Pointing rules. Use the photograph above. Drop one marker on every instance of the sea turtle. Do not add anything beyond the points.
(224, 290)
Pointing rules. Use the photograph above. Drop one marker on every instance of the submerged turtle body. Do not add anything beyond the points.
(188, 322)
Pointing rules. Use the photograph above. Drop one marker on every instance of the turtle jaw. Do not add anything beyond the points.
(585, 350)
...
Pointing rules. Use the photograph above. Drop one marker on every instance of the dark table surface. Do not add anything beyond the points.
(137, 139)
---
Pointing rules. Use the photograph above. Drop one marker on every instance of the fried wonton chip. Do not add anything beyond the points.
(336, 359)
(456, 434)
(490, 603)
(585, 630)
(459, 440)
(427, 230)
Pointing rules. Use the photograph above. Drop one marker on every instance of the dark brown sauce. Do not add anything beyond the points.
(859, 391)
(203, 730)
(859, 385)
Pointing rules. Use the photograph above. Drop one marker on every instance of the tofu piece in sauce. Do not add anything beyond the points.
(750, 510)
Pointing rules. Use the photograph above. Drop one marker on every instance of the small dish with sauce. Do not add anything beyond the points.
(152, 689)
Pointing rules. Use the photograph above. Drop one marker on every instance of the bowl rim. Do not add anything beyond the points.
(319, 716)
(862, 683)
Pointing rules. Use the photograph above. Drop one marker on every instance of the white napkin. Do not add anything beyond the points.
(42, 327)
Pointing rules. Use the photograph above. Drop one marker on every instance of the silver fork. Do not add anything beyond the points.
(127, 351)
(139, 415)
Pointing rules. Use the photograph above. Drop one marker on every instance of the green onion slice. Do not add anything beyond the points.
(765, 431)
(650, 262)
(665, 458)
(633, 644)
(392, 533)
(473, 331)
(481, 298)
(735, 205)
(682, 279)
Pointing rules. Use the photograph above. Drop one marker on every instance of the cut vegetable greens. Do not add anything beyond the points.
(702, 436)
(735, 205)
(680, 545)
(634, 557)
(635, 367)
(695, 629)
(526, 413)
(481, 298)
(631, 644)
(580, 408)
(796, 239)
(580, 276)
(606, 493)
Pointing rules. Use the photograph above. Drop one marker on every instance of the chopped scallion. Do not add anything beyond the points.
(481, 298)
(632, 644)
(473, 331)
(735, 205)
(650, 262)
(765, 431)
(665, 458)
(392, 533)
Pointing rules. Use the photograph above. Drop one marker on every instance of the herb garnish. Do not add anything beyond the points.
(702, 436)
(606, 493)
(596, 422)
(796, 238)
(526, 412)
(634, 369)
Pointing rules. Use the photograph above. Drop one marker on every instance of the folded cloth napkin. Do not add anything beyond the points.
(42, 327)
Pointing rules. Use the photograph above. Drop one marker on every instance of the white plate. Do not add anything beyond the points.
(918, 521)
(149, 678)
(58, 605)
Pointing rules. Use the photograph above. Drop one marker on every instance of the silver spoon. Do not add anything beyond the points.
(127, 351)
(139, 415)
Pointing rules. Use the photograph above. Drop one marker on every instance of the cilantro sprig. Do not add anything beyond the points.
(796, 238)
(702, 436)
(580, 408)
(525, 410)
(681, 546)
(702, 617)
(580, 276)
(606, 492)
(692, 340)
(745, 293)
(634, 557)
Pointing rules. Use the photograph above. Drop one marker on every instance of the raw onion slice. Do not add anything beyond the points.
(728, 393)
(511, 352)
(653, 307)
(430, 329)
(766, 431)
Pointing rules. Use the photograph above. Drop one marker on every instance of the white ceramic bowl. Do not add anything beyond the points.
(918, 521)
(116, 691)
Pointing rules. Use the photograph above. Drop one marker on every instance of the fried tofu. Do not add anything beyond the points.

▶ **To do**:
In the material above, transcribe exactly the lines beginning at the one with "of the folded" and ending at the one with "tofu. Do not add anything beyond the points.", both included.

▶ **Exercise answer**:
Pointing rules. Use the photograph above. Drop one marker on every instance of the folded cloth napkin. Do not add anything beyond the points.
(42, 327)
Pointing rules. Use the photograph above. Drop one marker on every instance of the white plate. Do not add anything beyond the points.
(918, 521)
(149, 678)
(58, 605)
Pointing rules. Use the photograph above. Drop one marker on every instance of the silver spoon. Do not add anything beyond the points.
(127, 351)
(139, 415)
Pointing rules. Use the photograph above. Drop one marker on every instance of the cilantro sprig. Do not add anything beyond the points.
(796, 238)
(702, 436)
(580, 408)
(525, 410)
(681, 546)
(702, 617)
(580, 276)
(606, 492)
(692, 340)
(745, 293)
(634, 557)
Pointing rules. Use the photograph above. Drop one marker on every instance of the raw onion slice. Do not add anything beyond the points.
(728, 393)
(511, 352)
(653, 307)
(430, 329)
(766, 431)
Pointing rules. Use the photograph above. Drop one marker on every instance of the white ceramic bowl. Do not add anything beyond the points.
(918, 521)
(116, 691)
Pointing rules. Use the photograph above. Drop one marker on every instance of the fried tofu. Do not add anything beyond the points.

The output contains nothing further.